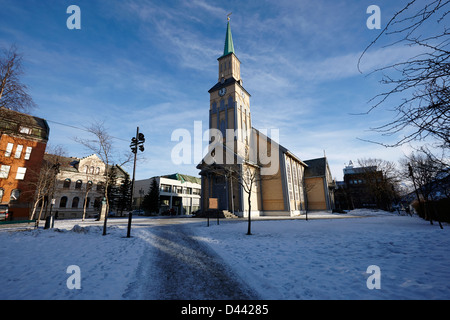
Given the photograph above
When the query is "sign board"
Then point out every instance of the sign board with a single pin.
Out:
(213, 203)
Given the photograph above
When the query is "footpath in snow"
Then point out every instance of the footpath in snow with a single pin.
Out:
(284, 259)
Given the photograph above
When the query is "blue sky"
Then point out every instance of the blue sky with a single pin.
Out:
(151, 63)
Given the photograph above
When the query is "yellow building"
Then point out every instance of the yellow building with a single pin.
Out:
(245, 170)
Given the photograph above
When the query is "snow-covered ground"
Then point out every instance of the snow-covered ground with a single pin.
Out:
(283, 259)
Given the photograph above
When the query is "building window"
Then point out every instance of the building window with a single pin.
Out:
(18, 151)
(28, 153)
(15, 195)
(9, 150)
(87, 201)
(75, 202)
(4, 171)
(25, 130)
(63, 202)
(66, 184)
(100, 186)
(21, 173)
(165, 188)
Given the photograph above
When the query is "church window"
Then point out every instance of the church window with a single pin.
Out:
(75, 202)
(222, 127)
(15, 195)
(9, 149)
(289, 178)
(294, 174)
(63, 202)
(66, 184)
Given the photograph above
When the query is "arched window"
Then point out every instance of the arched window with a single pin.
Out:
(100, 186)
(15, 195)
(88, 200)
(63, 202)
(67, 183)
(75, 202)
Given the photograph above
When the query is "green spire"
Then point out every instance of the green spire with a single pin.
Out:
(229, 47)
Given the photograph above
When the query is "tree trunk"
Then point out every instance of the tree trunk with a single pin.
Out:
(249, 231)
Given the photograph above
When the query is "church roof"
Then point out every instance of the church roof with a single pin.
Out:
(229, 47)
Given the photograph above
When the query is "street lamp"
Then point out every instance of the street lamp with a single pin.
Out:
(136, 143)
☆ ☆ ☆ ☆ ☆
• **Exercise goal**: Your copy of the data above should match it exactly, except that pictures are left out.

• **Finished answer**:
Given the photograph above
When the query is "sign board"
Then point out every instance of the sign board with a single pin.
Out:
(213, 203)
Given the photograph above
When the query is "footpath in snow"
Then point out every instance of the footpath in snow with a single pin.
Out:
(284, 259)
Given the photograph above
When the query is "blue sky"
Then point out every instance of the blue sky with a single pin.
Out:
(151, 63)
Given the photograph above
When the query is "yellow building"
Then point out every instance of the yellow building with a single pin.
Out:
(245, 170)
Given the photograph above
When the query is "snow-covered ground"
Then point out every instance of the snow-covered ground with a single pin.
Out:
(283, 259)
Given the photograph above
When the query is "building window"
Then point out every instance of the building window with a single pin.
Out:
(18, 151)
(28, 153)
(15, 195)
(9, 150)
(87, 201)
(75, 202)
(4, 171)
(25, 130)
(63, 202)
(66, 184)
(100, 186)
(21, 173)
(165, 188)
Given the photograph above
When the query is "church window"
Then point out every instance of the church window with a single pin.
Out:
(75, 202)
(222, 127)
(15, 195)
(9, 149)
(289, 178)
(294, 174)
(63, 202)
(66, 184)
Given the photograph above
When the query is "arched window"
Then point out every instance of the arched window with a single pin.
Out:
(100, 186)
(15, 195)
(88, 200)
(63, 202)
(67, 183)
(75, 202)
Given the photograph above
When the query is "green spire"
Then point out every instance of the green spire with a single pin.
Out:
(229, 47)
Given the photograph above
When the query is "tree trunk"
Then point out every instance of the tree trunk with a single pin.
Out:
(249, 231)
Given the photograph above
When the query is "church roof"
Then point out every instance of the church roof with a single pin.
Out:
(229, 47)
Given the photograph above
When the query is "street lamp"
Then point out every instance of the street lamp with a single pin.
Out:
(136, 143)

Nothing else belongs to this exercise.